--- Begin Extracted material ---

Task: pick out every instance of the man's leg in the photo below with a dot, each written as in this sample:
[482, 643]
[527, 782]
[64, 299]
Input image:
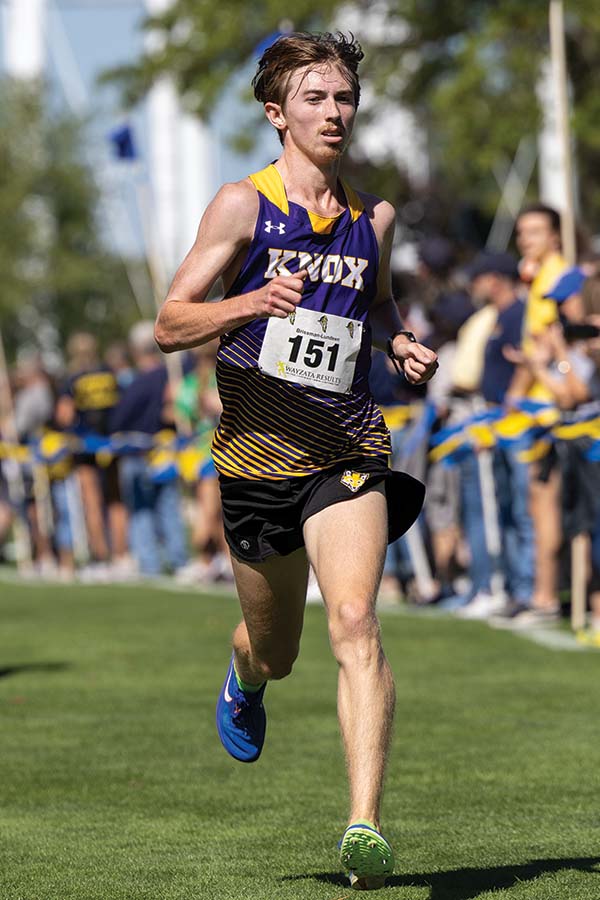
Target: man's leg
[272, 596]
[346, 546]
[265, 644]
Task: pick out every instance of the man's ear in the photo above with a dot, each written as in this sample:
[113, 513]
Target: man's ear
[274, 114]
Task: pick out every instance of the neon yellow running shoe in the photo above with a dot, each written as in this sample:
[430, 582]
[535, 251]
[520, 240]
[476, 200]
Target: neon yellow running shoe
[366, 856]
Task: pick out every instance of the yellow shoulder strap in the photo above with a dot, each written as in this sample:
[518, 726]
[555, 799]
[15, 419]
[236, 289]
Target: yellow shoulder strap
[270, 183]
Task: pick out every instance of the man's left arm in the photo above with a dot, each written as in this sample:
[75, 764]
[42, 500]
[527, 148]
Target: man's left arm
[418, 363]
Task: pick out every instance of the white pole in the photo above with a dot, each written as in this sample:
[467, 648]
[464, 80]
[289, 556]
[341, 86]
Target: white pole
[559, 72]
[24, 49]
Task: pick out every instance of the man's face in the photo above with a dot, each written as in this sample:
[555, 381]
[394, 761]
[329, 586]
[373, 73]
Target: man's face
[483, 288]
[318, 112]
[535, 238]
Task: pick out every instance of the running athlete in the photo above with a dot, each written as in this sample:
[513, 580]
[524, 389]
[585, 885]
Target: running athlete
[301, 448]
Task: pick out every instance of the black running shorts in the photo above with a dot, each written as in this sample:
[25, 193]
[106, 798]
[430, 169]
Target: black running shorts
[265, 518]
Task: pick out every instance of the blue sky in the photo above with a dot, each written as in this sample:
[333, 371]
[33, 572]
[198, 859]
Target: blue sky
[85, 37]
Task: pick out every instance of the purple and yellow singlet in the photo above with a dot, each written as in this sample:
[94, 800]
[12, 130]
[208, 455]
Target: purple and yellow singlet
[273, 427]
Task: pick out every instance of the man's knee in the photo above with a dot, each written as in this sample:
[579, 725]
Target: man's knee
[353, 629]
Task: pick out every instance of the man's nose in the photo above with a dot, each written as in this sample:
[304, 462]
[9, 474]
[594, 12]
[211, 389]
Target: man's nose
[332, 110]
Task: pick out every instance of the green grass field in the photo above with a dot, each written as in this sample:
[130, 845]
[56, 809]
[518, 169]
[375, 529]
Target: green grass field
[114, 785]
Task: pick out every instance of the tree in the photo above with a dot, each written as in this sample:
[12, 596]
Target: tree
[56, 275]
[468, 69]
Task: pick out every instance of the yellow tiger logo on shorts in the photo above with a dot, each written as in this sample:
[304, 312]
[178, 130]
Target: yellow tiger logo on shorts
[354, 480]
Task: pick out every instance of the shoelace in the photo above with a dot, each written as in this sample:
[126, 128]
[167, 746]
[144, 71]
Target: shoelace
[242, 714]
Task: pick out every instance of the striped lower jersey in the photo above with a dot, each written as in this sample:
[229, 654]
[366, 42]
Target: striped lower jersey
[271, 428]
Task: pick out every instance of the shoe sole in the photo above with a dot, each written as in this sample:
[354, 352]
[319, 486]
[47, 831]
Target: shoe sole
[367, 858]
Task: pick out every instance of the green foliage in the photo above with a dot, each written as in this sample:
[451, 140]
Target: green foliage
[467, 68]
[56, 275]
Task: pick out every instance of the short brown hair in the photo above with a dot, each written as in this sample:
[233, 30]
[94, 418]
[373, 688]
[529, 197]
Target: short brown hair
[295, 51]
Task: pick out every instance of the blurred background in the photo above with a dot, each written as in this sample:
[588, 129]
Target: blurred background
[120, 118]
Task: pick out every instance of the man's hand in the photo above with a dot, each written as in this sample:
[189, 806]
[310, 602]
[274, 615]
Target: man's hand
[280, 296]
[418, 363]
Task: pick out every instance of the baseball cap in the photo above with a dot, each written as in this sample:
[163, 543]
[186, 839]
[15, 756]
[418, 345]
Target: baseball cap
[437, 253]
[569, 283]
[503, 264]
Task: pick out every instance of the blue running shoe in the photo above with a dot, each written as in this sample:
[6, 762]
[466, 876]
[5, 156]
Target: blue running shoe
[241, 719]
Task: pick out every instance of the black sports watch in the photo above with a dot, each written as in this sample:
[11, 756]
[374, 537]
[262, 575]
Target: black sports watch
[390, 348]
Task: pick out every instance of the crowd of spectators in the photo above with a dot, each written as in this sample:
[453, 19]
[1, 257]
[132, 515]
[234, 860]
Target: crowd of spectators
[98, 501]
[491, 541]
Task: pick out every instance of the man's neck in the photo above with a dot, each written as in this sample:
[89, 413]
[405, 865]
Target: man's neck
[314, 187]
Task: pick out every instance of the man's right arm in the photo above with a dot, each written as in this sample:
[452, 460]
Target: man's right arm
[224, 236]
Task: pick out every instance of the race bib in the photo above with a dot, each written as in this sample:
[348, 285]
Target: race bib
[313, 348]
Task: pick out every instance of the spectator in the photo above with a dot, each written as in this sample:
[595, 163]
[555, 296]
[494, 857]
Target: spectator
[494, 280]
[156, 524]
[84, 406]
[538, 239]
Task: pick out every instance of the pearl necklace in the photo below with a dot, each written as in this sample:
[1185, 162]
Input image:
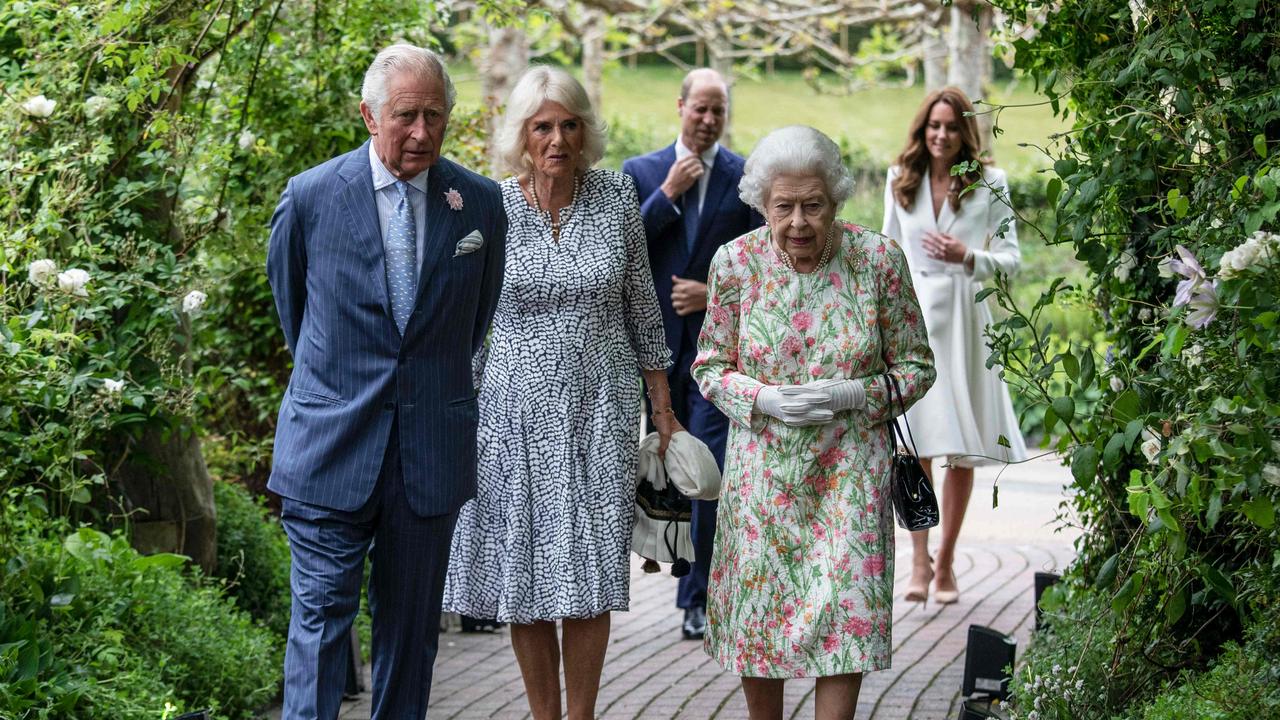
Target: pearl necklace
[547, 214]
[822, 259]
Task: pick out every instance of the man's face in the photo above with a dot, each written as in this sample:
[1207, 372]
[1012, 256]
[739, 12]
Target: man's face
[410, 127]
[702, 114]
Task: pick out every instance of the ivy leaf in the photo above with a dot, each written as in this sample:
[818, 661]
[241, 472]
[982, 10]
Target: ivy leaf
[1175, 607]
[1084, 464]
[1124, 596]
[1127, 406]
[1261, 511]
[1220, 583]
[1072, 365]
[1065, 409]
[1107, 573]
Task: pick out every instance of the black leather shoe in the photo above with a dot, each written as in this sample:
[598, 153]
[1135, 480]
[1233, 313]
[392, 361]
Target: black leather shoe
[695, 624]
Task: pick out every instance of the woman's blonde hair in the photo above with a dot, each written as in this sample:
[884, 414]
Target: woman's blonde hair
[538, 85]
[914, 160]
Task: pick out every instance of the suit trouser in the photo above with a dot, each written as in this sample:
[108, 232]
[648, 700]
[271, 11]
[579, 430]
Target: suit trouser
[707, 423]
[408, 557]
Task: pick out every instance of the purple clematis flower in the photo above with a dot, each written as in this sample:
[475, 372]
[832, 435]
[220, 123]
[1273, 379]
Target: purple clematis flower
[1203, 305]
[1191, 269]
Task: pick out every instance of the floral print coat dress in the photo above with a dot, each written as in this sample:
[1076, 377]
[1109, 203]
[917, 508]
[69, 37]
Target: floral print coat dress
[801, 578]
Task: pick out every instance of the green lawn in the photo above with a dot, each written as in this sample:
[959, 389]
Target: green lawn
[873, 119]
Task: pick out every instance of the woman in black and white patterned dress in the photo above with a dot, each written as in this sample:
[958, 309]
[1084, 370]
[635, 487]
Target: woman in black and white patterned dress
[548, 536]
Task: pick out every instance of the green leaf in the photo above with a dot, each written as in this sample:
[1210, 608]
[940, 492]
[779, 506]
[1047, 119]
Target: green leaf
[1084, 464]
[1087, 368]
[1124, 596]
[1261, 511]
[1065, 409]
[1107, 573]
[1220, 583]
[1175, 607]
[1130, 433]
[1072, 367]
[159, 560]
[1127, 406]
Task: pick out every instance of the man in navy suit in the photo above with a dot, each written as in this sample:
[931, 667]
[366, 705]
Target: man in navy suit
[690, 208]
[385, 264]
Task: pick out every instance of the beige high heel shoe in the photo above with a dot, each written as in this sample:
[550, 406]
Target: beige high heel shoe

--- End Extracted material ---

• Do this:
What are the lines from the one with "Task: pick out every instance of the green leaf" through the last line of the records above? Quote them exactly and add nothing.

• The output:
Task: pick out every instance of the green leaf in the photo above with a dot, each written as in this sample:
[1210, 608]
[940, 492]
[779, 506]
[1047, 119]
Target: green leaf
[1084, 464]
[1087, 368]
[1124, 596]
[1261, 511]
[1065, 409]
[1107, 573]
[1220, 583]
[1175, 607]
[1130, 433]
[1072, 367]
[159, 560]
[1127, 406]
Task: pick out every instance of the man in navy suit in the photo above with a dot, each written as in this sample:
[931, 667]
[366, 705]
Target: man in navy suit
[690, 208]
[385, 264]
Task: pick out every instance of the beige high heel shoe in the photo above with a dot, each written as in this sample:
[550, 406]
Target: beige high heel shoe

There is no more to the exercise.